Starting from the line containing "of the chain", write out the rest of the entries exactly, through the final line, including nothing else.
## START
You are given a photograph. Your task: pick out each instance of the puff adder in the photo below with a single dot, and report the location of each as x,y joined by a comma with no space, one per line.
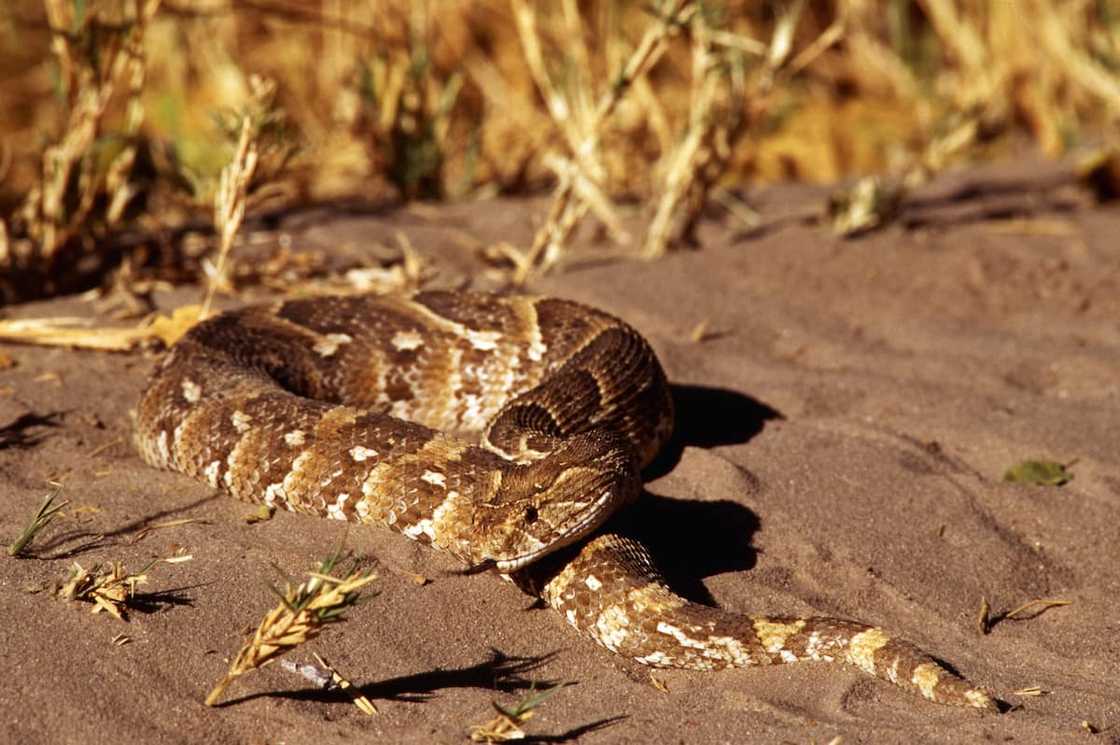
501,429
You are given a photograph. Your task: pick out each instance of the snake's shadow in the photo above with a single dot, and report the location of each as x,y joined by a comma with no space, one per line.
692,539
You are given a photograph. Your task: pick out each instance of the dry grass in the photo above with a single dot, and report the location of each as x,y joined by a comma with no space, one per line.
304,612
625,109
111,588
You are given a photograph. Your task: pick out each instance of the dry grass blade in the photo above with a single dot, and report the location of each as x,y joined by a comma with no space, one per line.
1030,690
304,612
577,193
78,333
230,206
46,512
1035,608
983,617
507,724
325,676
110,587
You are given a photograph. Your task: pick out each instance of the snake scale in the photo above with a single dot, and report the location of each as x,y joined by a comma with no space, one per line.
502,429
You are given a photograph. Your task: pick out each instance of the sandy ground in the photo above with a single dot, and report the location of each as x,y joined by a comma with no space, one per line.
841,441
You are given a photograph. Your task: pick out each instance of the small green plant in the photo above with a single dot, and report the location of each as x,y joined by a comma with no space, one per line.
47,512
506,725
304,612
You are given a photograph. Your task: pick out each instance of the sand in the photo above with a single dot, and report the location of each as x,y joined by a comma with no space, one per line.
843,431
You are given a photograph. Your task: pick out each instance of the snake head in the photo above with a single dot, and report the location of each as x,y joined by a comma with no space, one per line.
544,505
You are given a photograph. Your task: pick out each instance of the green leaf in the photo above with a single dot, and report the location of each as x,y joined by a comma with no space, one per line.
1038,473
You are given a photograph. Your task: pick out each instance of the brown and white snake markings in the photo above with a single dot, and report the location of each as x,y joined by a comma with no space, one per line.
497,428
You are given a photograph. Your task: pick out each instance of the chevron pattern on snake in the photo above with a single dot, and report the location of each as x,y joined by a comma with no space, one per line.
503,429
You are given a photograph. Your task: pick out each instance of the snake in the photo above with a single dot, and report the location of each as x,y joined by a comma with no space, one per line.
504,429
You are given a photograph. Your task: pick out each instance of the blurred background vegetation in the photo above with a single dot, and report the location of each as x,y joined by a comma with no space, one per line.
121,114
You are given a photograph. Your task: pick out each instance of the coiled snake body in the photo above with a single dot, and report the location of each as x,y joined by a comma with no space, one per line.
497,428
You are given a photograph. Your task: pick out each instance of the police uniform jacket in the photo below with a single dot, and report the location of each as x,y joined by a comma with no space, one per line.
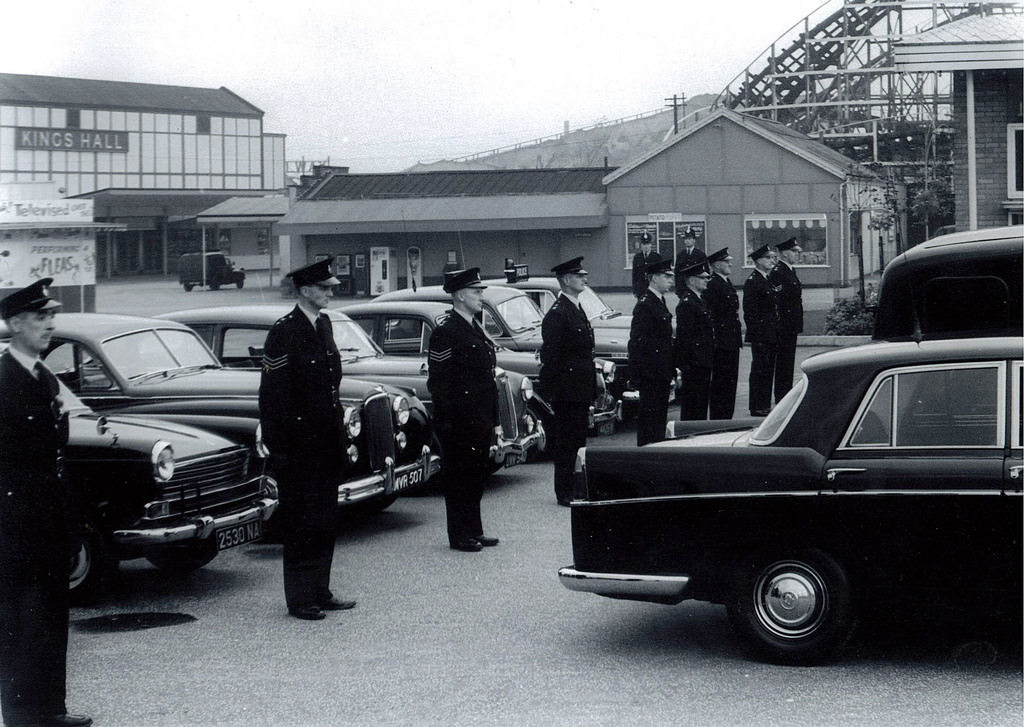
650,352
694,333
787,294
34,502
760,309
685,259
640,270
302,417
461,377
723,304
567,353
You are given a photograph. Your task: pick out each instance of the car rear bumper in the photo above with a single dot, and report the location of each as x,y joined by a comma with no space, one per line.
662,589
391,479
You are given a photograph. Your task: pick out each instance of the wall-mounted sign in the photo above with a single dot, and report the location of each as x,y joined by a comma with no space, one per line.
71,140
61,213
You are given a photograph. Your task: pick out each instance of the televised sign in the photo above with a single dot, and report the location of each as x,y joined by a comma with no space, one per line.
71,140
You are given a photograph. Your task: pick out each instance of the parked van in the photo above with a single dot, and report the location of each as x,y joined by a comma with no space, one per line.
219,271
956,286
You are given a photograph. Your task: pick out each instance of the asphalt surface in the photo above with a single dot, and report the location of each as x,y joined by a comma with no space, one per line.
443,638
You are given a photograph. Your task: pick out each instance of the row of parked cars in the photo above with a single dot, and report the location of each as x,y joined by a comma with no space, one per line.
889,479
165,447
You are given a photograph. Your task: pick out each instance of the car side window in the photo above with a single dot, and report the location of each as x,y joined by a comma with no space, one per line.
402,336
243,345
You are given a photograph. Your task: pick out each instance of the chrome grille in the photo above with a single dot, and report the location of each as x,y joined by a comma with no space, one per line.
378,429
506,408
211,483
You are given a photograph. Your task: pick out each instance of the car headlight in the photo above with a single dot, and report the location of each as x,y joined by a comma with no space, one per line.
353,422
609,372
162,457
526,389
400,410
261,448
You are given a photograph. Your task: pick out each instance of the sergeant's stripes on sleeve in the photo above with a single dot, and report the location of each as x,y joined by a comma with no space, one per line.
440,355
274,362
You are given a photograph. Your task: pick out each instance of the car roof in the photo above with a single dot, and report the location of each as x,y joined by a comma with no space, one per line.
888,354
103,326
264,314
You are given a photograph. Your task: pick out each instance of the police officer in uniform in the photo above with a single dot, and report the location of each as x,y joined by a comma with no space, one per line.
791,313
567,377
650,353
694,342
303,427
36,520
461,380
723,304
640,261
690,254
761,316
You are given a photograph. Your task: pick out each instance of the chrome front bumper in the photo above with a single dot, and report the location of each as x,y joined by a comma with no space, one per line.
518,447
663,589
196,528
383,482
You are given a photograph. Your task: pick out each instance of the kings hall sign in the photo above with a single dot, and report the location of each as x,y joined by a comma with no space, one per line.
71,140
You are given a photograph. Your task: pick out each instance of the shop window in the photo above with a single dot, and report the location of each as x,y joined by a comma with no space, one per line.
810,231
1015,163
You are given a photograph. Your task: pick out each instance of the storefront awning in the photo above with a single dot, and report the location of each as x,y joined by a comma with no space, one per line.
436,214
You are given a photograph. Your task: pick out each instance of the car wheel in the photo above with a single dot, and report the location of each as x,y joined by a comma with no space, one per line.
182,559
794,609
91,566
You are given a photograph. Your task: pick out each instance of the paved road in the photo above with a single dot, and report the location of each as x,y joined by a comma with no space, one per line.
491,638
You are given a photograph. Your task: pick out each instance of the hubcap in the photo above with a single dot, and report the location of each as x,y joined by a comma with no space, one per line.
791,599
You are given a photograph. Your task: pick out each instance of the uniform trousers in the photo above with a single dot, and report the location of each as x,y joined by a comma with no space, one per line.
785,359
696,386
571,422
652,413
762,372
724,375
33,642
309,508
465,468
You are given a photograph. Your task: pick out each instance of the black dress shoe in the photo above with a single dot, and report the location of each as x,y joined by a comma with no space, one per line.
308,613
467,545
67,721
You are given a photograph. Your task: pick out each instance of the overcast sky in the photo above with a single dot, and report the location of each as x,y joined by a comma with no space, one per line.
379,85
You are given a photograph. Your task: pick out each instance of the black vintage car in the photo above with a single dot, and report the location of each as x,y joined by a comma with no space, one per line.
403,328
512,318
171,494
219,270
891,473
236,334
161,369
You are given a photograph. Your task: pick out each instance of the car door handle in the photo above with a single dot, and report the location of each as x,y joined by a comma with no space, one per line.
836,471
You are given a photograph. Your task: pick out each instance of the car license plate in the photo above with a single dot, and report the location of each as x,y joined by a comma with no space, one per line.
408,479
238,535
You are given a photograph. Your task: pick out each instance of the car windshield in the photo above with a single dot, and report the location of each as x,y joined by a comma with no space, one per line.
520,312
352,341
593,305
774,422
156,351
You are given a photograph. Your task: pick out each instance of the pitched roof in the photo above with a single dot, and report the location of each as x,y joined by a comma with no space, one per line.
800,144
90,93
459,183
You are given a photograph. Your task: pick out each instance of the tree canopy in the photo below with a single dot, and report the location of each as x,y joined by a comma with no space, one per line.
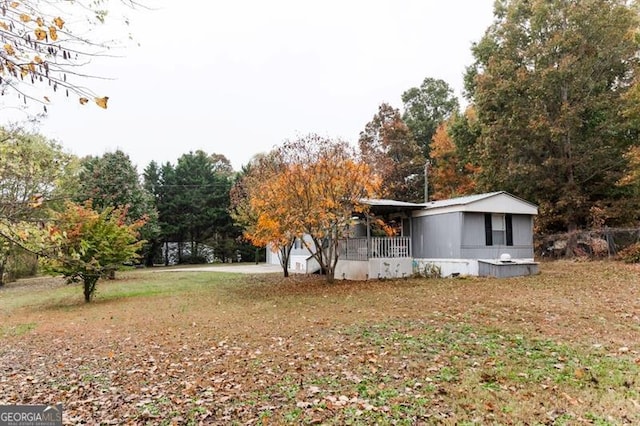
42,48
314,186
426,107
388,147
89,245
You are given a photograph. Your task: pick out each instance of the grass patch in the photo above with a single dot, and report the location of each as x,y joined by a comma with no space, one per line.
16,330
199,347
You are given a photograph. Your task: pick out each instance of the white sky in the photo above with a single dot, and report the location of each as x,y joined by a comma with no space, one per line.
239,77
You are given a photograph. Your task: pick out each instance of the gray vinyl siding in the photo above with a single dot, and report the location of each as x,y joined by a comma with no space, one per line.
522,230
474,242
437,236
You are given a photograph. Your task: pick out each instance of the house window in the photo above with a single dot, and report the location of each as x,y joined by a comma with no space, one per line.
498,229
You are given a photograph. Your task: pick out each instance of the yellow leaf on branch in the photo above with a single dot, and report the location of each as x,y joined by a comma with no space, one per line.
9,49
102,102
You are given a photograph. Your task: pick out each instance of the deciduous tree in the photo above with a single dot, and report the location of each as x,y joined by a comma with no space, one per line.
388,147
111,180
32,169
550,84
450,175
318,186
42,47
255,204
426,107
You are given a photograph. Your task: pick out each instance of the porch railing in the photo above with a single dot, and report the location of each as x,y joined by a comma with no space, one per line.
374,247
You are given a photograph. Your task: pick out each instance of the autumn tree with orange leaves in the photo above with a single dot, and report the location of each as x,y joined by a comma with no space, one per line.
254,205
450,175
313,188
41,47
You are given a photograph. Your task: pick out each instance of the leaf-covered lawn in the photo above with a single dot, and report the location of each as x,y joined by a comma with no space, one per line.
209,348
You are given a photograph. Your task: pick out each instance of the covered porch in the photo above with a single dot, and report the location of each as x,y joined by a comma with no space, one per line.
364,255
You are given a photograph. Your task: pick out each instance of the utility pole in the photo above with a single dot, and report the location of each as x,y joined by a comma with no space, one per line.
426,180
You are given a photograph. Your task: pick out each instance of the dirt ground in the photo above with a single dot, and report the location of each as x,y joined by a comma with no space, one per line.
562,347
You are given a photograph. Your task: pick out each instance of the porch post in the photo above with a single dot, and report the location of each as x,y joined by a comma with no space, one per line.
368,237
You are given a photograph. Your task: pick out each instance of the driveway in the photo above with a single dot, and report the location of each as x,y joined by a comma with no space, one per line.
245,268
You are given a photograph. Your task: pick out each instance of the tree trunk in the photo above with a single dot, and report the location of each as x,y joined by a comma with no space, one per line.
166,253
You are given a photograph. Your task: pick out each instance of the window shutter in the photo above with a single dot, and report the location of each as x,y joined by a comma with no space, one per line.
487,229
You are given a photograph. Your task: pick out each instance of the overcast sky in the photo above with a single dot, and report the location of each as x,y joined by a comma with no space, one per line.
239,77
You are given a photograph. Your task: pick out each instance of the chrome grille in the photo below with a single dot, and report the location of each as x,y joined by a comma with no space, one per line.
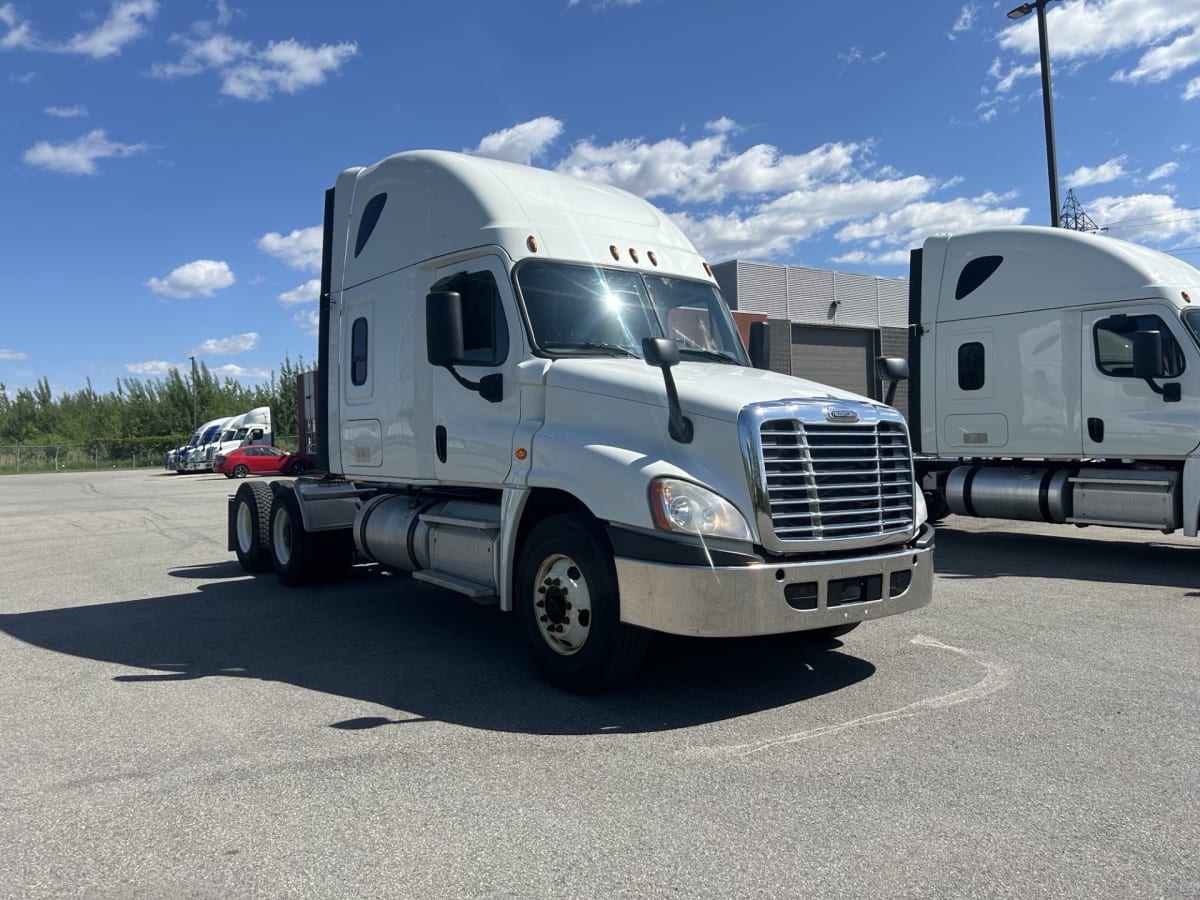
828,481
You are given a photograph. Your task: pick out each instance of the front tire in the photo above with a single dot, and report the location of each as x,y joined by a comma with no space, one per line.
252,525
569,605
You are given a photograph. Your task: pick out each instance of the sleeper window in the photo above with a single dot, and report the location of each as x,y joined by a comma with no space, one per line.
1114,345
971,366
359,352
485,334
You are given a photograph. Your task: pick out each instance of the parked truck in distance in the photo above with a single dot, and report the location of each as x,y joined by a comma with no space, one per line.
1055,376
532,393
196,457
250,429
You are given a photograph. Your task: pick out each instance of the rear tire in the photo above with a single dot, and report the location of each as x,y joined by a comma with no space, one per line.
252,526
569,606
301,557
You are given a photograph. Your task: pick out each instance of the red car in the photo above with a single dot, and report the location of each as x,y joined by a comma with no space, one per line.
259,461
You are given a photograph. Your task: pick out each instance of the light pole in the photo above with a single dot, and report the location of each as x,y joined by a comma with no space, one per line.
1020,12
195,420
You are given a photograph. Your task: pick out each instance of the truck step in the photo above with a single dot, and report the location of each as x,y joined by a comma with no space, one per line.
451,582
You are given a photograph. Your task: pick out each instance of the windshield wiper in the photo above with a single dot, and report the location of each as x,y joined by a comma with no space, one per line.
709,354
610,348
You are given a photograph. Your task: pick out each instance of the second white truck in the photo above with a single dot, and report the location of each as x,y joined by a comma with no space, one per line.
532,393
1055,376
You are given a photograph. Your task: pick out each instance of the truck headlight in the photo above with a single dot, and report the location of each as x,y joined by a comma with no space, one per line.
690,509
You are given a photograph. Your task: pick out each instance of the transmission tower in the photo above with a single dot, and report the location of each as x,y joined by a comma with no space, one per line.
1074,217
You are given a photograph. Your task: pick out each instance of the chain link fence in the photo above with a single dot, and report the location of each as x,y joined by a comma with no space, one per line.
130,454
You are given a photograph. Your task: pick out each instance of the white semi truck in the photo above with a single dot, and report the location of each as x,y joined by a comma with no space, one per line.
249,429
532,393
1056,377
197,456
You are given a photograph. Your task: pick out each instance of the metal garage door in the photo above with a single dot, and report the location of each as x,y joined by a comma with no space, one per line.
841,357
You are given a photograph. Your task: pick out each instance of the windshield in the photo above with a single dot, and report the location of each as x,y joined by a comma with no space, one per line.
585,310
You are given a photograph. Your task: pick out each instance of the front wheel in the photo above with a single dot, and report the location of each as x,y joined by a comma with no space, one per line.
569,605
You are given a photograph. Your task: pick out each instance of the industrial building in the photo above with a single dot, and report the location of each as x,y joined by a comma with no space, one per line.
## END
> **COMPLETE RESPONSE**
You are given a photograph. Your task: pick out each instance of the chain link fence in the photo above with a single dot, and report the location of each as x,y joined by a comma with no space, one per line.
130,454
You are given a photograph. Your task: pick out each instance of the white semi truck in the photo above with a single dot, and report the location of each as x,y joined by a comma with no space, one per line.
249,429
532,393
1056,377
197,456
You are given a photograph. Your task: pick out each instance of the metal garage door in the photo above with a single dot, and report the location of each as x,y joined by a comma with no space, one per line.
841,357
You are given a photograph. Your task: pick out each instance of the windshield in the photo above with a single dot, and report the location of each as x,y joined by a comma with no space, one per line.
585,310
You are given a photograph. Your task: pick out each instance of the front wheel in the photo above with a single dot, and report the location of each as x,y joined by a comma with no space, one per line.
569,605
You are given a photograph. Your task: pick out each instance of the industrial building in the photo above with a single dot, and report the location of each as x,y joined by a comma with no space, one per line.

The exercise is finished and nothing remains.